The goal of this project is to develop economically viable vegetable production systems that improve soil, plant, human and planetary health through the application of regenerative organic management techniques. The VST was inspired by the ongoing debate of whether or not organic crops are more nutritious than conventional crops.

“Over the last 50 to 70 years, research has shown that the nutritional quality of crops has declined. We think that using regenerative organic methods that focus on soil health will improve the nutritional quality of the crops,” said Dr. Andrew Smith, Research Director for VST.

In this trial, the specific crops grown will be potato, butternut squash, lettuce, green beans and sweet corn.

In addition to comparing organic and conventional management, the treatments are further split between tilled, black plastic mulch plots and reduced tillage plots. Herbicides have been applied to conventional reduced tillage plots. In the organic reduced tillage plots, researchers wait for the rye and hairy vetch cover crop to reach the critical stage before rolling and crimping, which creates a weed barrier prior to planting.

#### Directions
**1)** Answer these questions from the vegetable trial passage, one answer per line:
(a) Who is the Research Director for VST?
(b) Which crops will be grown in the trial?
(c) Which cover crop is used in the organic reduced tillage plots?
**2)** Please summarize the vegetable trial passage in two sentences.
**3)** Reproduce the vegetable trial passage word for word between "The goal of" and "and sweet corn.", inclusive.

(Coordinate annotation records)
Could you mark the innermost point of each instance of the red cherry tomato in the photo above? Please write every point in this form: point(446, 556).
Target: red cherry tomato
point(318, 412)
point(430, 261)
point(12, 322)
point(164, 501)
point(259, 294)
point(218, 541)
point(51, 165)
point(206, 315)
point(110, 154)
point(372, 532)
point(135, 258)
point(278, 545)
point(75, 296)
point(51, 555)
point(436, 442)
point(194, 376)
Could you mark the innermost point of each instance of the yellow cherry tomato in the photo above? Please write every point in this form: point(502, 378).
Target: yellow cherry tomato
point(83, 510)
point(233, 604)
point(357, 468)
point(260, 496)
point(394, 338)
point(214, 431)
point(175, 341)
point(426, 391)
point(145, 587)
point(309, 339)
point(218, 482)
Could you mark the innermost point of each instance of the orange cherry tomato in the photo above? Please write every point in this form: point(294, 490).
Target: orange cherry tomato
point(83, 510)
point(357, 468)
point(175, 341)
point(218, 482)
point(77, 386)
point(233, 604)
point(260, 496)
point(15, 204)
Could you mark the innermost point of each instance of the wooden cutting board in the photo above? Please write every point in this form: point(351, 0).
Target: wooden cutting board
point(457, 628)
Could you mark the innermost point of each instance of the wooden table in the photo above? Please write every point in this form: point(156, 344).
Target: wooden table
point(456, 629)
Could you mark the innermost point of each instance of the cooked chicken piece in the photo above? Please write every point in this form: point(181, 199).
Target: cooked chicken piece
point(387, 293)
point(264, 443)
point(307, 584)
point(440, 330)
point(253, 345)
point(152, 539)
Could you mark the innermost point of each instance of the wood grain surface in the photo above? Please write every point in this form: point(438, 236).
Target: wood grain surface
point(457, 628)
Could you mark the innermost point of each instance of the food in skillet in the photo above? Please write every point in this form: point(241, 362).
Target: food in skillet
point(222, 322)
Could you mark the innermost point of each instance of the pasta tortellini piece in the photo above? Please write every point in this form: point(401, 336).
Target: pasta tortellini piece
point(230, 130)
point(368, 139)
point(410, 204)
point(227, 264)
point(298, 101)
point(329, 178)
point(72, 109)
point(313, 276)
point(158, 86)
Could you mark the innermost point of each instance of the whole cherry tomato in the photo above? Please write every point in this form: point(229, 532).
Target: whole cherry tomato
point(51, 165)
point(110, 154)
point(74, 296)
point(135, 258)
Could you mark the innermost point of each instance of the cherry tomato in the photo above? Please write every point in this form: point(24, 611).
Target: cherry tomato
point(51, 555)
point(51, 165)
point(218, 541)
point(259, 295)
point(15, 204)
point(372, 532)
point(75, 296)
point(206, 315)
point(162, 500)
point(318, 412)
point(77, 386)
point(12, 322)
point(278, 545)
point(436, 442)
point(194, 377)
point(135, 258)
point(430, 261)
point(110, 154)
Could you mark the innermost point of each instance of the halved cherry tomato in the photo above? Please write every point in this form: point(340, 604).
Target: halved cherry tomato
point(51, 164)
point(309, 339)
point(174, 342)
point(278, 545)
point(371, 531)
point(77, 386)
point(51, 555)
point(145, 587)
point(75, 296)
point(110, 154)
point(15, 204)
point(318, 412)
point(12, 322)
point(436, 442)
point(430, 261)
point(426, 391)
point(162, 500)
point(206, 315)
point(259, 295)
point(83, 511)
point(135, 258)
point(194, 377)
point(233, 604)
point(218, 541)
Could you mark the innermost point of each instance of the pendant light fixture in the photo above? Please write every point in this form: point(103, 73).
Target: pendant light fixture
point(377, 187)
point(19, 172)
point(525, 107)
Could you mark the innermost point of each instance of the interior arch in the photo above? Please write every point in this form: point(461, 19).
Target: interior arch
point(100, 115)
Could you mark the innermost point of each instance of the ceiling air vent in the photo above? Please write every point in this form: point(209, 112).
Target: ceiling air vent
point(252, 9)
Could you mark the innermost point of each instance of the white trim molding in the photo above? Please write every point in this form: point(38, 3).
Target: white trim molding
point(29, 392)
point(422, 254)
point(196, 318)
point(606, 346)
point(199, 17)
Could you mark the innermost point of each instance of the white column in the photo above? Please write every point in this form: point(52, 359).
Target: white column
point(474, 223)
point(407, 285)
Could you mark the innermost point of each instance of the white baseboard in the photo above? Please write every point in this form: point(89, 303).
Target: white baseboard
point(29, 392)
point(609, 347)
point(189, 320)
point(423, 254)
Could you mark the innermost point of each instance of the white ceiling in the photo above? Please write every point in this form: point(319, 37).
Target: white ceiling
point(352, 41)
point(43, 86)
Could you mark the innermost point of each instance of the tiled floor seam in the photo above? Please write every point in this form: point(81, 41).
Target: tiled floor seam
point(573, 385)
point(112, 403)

#### Answers to the problems
**1)**
(a) Dr. Andrew Smith
(b) Potato, butternut squash, lettuce, green beans and sweet corn
(c) Rye and hairy vetch

**2)** The project aims to develop economically viable vegetable production systems that improve soil, plant, human and planetary health through regenerative organic management, and it was inspired by the debate over whether organic crops are more nutritious than conventional ones. The trial grows five crops and compares organic and conventional management, with treatments further split between tilled, black plastic mulch plots and reduced tillage plots.

**3)**
The goal of this project is to develop economically viable vegetable production systems that improve soil, plant, human and planetary health through the application of regenerative organic management techniques. The VST was inspired by the ongoing debate of whether or not organic crops are more nutritious than conventional crops.

“Over the last 50 to 70 years, research has shown that the nutritional quality of crops has declined. We think that using regenerative organic methods that focus on soil health will improve the nutritional quality of the crops,” said Dr. Andrew Smith, Research Director for VST.

In this trial, the specific crops grown will be potato, butternut squash, lettuce, green beans and sweet corn.